> **TUGAS LATIHAN**:
• 1. Dalam berita tentang pemeriksaan KPK, apa jabatan Nanik Herry Mukti?
• 2. Salin kata demi kata bagian berita tentang pemeriksaan KPK, mulai dari "Senin, 20 Mei" dan berakhir pada "Komisi VII DPR-RI.".
++++ KUTIPAN
Senin, 20 Mei 2019

KPK Periksa Dua Kabag Pada Sekretariat DPR-RI Terkait Perkara Bowo Sidik

Baca Juga

Tersangka perkara dugaan tindak pidana korupsi suap jasa pengangkutan distribusi pupuk Bowo Sidik Pangarso, usai menjalani pemeriksaan saat menuruni tangga lantai 2 ke lanti 1 gedung KPK jalan Kuningan Persada – Jakarta Selatan  seusai.


Kota JAKARTA – (harianbuana.com).

Komisi Pemberantasan Korupsi menjadwal pemeriksaan terhadap 2 (dua) Kepala Bagian (Kabag) pada Sekretariat DPR-RI terkait perkara dugaan tindak pidana korupsi suap jasa pengangkutan distribusi pupuk yang menjerat Anggota non-aktif Komisi VI DPR- RI Bowo Sidik Pangarso.

Kedua Kabag pada Sekretariat DPR-RI itu akan diperiksa sebagai Saksi untuk tersangka Indung (IND) dari PT. Inersia. Keduanya, yakni Dewi Resmini selaku Kabag pada Sekretariat Komisi VI DPR-RI dan Nanik Herry Mukti selaku Kabag pada Sekretariat Komisi VII DPR-RI.

Sebagaimana diterangkan Kepala Biro Humas KPK Febri Diansyah, bahwa keduanya akan diperiksa sebagai Saksi untuk tersangka Indung dari PT Inersia. Indung sendiri disebut-sebut merupakan tangan kanan tersangka Bowo Sidik Pangarso.

"Kedua saksi, Dewi Resmini selaku Kabag pada Sekretariat Komisi VI DPR-RI dan Nanik Herry Mukti selaku Kabag pada Sekretariat Komisi VII DPR-RI dipanggil (sebagai Saksi) untuk melengkapi berkas penyidikan tersangka IND (Indung)", kata Febri, Senin 20 Mei 2019.

Lebih lanjut, Febri Diansyah menjelaskan, tim penyidik KPK mengindikasi dugaan keterlibatan petinggi PT. Humpuss Transportasi Kimia (HTK) atas perkara dugaan tindak pidana korupsi suap jasa angkut distribusi pupuk ini. Tim penyidik KPK menduga, Marketing Manager PT. HTK, Asty Winasti yang dalam perkara ini telah ditetapkan KPK sebagai tersangka, tidak bermain sendiri.

"Dari identifikasi yang kami temukan tidak mungkin dia (Asty Winasti) berbuat sendiri. Nah, itu yang sedang kami telusuri, bagaimana sebenarnya mekanisme di PT HTK tersebut, sehingga kami perlu juga memeriksa beberapa pihak, dan juga MOU atau kerja sama itu kan kerja sama korporasi", jelas Febri Diansyah.
++++++++
++++ BARIS DATA
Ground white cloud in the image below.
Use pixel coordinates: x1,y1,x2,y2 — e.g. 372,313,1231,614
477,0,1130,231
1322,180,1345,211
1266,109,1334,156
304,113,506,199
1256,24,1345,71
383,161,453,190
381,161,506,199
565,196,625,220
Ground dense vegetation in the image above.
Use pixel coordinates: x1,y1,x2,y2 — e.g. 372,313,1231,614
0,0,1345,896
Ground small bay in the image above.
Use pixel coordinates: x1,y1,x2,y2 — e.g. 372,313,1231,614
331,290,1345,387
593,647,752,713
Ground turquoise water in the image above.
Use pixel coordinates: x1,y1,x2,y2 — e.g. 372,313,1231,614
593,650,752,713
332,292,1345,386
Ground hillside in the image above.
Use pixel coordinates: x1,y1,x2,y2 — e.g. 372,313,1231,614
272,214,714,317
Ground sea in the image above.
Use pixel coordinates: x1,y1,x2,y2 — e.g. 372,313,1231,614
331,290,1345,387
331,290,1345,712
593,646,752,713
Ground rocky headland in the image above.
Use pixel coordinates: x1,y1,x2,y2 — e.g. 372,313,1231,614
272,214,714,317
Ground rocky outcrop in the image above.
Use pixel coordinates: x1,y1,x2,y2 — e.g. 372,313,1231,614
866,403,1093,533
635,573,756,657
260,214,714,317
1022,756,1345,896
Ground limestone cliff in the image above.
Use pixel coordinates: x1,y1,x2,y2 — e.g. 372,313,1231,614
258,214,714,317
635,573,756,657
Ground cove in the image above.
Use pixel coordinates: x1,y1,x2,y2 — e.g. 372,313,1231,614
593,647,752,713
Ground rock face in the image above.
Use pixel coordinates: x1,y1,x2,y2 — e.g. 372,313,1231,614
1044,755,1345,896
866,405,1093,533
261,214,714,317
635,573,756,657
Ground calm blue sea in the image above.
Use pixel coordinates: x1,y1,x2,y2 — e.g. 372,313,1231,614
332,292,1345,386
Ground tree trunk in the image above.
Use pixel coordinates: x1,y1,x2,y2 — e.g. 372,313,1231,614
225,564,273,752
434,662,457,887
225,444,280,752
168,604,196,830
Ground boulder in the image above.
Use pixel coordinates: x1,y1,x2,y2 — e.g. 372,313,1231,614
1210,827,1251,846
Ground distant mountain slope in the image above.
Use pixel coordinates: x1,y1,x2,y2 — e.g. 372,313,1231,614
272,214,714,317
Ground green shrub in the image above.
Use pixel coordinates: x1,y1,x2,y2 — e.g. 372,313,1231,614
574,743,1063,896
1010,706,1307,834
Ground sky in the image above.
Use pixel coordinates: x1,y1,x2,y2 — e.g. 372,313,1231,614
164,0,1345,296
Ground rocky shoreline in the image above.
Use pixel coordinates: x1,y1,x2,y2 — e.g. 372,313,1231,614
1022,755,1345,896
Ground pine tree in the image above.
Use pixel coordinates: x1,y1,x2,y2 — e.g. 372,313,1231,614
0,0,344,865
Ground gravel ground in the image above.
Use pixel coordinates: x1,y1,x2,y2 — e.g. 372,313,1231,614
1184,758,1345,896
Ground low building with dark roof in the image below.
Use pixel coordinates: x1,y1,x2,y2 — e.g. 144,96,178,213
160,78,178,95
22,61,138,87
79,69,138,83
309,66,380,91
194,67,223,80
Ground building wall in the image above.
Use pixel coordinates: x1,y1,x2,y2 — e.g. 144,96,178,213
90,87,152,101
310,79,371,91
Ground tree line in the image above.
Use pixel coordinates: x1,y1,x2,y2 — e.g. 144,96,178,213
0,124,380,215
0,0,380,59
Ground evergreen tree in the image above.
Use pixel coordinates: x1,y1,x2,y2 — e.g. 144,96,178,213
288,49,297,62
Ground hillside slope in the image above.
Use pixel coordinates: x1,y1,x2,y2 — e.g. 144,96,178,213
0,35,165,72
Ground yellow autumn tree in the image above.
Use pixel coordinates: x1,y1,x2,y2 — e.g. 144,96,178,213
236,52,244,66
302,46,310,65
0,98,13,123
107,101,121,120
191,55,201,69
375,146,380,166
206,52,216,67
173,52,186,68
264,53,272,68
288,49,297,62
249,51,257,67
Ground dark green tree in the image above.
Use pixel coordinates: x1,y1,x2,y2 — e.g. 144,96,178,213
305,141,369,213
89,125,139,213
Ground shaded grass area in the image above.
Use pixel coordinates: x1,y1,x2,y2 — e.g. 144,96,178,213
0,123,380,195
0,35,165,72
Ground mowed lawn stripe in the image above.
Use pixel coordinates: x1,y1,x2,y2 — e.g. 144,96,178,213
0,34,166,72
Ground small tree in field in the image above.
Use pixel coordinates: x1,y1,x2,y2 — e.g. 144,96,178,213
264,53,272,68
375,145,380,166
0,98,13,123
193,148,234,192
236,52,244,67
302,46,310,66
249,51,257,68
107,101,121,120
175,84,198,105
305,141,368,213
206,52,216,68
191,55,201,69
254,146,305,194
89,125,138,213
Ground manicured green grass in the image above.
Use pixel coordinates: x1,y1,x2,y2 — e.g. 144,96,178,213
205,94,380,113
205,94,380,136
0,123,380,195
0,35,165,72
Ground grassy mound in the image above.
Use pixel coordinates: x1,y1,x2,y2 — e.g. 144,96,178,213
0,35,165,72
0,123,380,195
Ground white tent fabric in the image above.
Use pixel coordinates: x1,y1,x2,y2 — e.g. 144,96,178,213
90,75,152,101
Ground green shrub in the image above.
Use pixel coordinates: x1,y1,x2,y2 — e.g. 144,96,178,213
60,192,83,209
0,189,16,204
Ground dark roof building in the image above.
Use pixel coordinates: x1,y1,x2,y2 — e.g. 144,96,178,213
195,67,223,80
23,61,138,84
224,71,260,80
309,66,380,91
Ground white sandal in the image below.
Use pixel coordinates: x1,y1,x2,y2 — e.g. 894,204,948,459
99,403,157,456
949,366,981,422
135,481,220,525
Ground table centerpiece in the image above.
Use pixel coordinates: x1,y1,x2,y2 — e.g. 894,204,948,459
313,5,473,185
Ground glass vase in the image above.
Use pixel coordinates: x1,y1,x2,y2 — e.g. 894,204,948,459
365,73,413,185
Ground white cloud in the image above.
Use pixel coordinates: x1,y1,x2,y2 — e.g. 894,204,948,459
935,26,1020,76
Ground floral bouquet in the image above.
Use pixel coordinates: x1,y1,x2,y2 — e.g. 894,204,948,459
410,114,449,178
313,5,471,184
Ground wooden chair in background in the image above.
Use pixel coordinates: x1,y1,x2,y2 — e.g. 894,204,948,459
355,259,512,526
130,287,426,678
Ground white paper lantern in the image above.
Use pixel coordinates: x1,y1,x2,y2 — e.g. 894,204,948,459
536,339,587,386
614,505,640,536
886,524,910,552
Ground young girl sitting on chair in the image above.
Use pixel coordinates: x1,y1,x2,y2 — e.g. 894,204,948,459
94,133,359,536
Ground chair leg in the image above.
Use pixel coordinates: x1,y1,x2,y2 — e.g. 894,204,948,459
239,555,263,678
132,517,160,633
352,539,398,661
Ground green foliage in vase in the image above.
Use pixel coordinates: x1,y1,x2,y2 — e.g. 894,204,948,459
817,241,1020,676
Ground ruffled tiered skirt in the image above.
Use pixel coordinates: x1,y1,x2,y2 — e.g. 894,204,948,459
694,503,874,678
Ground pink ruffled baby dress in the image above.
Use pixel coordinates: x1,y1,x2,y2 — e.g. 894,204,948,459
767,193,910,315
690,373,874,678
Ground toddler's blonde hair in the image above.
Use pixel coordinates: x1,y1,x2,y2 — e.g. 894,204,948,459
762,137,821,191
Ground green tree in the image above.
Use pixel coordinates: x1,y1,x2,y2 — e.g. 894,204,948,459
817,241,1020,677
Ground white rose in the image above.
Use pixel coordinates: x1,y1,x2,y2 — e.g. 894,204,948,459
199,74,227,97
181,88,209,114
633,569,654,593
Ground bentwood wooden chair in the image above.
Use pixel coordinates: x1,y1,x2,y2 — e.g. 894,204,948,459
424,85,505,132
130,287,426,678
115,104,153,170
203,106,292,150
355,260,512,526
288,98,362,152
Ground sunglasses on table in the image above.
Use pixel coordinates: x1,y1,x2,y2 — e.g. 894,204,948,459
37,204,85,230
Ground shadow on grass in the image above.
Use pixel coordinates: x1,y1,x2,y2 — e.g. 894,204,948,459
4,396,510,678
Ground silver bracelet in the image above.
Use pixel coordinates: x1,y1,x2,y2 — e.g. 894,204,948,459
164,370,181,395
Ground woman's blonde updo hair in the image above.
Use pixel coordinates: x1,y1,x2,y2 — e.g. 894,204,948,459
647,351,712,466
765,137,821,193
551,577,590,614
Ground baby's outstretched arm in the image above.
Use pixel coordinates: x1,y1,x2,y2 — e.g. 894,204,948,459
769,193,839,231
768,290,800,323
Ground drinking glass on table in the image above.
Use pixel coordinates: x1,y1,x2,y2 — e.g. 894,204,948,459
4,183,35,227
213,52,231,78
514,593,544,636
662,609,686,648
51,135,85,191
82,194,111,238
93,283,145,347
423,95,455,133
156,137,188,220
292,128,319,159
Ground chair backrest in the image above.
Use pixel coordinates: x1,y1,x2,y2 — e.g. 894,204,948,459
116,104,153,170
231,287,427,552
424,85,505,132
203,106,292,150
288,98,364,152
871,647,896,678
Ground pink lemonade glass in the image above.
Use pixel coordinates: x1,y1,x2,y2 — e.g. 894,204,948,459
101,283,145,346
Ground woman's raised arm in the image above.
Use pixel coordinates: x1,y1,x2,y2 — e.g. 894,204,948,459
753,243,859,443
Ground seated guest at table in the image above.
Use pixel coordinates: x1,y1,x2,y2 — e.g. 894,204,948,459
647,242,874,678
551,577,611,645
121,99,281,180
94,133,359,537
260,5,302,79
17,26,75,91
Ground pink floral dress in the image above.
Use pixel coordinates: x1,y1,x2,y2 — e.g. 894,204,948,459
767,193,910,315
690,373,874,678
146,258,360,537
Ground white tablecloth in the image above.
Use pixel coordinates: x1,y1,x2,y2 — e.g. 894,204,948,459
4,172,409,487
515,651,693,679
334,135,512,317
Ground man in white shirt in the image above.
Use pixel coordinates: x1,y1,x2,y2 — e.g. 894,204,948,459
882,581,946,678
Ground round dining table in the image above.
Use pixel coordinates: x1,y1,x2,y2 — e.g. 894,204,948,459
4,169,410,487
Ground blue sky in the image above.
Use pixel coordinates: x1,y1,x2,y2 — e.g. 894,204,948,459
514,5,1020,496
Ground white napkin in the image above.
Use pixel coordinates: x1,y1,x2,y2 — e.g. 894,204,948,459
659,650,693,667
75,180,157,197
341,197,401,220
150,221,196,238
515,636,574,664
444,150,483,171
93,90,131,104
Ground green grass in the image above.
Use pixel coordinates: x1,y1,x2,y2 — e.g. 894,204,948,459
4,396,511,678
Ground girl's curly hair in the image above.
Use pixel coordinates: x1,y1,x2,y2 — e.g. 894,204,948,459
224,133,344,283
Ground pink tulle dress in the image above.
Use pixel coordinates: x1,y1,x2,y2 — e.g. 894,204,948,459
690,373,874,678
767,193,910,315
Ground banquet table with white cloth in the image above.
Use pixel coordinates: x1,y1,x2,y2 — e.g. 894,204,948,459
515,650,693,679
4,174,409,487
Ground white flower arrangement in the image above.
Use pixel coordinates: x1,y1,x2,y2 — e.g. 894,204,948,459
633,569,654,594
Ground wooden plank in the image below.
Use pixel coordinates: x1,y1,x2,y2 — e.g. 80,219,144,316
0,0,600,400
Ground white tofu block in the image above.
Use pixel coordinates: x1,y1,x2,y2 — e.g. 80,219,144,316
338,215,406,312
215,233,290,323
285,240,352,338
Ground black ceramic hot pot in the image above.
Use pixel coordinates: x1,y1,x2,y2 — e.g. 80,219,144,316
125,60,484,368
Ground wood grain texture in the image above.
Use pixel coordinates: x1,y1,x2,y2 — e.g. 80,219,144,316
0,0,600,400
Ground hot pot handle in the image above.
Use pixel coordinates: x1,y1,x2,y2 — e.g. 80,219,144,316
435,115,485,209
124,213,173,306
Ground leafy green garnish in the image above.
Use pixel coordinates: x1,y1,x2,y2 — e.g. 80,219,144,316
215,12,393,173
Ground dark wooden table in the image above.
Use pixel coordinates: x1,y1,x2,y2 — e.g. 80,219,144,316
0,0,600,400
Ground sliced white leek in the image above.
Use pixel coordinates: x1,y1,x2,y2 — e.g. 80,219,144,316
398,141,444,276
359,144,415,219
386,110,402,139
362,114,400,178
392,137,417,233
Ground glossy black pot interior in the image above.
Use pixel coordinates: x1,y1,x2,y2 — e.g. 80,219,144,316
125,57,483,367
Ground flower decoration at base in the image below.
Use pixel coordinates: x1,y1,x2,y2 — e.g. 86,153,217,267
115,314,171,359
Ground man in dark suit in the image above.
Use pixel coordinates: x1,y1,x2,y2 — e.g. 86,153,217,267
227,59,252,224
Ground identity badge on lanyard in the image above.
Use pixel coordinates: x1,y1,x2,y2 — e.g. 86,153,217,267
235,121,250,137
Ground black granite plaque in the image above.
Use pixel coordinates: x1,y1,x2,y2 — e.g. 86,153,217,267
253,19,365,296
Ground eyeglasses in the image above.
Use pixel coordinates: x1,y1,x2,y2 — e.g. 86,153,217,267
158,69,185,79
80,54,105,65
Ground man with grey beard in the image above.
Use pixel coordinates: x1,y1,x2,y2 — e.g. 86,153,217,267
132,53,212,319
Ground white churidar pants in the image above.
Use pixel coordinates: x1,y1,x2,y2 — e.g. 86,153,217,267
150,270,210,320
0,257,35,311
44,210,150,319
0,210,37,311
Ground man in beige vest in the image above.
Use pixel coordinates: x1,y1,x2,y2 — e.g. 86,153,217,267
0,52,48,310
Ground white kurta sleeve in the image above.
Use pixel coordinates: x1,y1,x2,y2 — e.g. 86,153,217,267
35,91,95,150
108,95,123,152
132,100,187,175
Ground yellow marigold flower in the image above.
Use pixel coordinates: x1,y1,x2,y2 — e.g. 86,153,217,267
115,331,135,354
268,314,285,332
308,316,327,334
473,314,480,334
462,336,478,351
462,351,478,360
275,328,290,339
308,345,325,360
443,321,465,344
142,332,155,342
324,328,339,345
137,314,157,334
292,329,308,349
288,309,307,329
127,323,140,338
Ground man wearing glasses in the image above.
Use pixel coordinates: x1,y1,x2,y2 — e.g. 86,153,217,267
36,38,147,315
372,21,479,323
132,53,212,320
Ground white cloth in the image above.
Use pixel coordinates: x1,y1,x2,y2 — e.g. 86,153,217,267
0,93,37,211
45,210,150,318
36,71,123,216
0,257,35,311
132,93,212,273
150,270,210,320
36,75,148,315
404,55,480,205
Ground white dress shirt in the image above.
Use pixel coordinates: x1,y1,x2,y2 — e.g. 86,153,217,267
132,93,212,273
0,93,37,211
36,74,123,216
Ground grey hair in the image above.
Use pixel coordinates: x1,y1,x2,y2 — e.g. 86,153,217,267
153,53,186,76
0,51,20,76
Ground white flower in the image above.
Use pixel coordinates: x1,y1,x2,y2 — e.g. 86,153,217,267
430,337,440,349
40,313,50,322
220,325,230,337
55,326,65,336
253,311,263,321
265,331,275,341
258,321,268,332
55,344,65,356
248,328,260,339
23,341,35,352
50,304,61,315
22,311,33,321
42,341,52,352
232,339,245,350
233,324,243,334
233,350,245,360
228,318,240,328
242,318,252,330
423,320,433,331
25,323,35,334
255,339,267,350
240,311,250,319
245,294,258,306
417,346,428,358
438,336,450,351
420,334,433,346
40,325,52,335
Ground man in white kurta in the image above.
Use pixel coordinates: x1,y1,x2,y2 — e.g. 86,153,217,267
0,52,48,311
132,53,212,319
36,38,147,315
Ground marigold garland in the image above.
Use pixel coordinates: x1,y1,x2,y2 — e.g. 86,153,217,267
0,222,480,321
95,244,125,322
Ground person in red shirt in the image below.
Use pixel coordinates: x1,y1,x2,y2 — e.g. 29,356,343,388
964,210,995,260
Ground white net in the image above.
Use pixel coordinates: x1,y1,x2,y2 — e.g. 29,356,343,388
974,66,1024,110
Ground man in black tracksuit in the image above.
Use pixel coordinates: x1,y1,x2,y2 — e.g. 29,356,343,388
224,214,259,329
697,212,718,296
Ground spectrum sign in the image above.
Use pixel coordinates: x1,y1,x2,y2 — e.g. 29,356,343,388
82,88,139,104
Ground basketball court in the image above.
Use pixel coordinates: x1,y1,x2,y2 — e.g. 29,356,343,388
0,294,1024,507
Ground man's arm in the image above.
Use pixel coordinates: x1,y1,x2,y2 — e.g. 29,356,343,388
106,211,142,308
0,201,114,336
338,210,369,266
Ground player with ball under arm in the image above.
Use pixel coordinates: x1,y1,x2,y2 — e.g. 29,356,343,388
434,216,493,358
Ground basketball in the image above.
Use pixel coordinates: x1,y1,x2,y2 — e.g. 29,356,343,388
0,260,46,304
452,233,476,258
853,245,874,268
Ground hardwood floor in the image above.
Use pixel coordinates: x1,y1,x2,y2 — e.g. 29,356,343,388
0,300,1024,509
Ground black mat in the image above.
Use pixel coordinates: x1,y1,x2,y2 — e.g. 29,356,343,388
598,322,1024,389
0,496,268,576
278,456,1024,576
++++++++
> **JAWABAN PER TUGAS**:
• 1. Nanik Herry Mukti adalah Kabag pada Sekretariat Komisi VII DPR-RI.

• 2.
Senin, 20 Mei 2019

KPK Periksa Dua Kabag Pada Sekretariat DPR-RI Terkait Perkara Bowo Sidik

Baca Juga

Tersangka perkara dugaan tindak pidana korupsi suap jasa pengangkutan distribusi pupuk Bowo Sidik Pangarso, usai menjalani pemeriksaan saat menuruni tangga lantai 2 ke lanti 1 gedung KPK jalan Kuningan Persada – Jakarta Selatan  seusai.


Kota JAKARTA – (harianbuana.com).

Komisi Pemberantasan Korupsi menjadwal pemeriksaan terhadap 2 (dua) Kepala Bagian (Kabag) pada Sekretariat DPR-RI terkait perkara dugaan tindak pidana korupsi suap jasa pengangkutan distribusi pupuk yang menjerat Anggota non-aktif Komisi VI DPR- RI Bowo Sidik Pangarso.

Kedua Kabag pada Sekretariat DPR-RI itu akan diperiksa sebagai Saksi untuk tersangka Indung (IND) dari PT. Inersia. Keduanya, yakni Dewi Resmini selaku Kabag pada Sekretariat Komisi VI DPR-RI dan Nanik Herry Mukti selaku Kabag pada Sekretariat Komisi VII DPR-RI.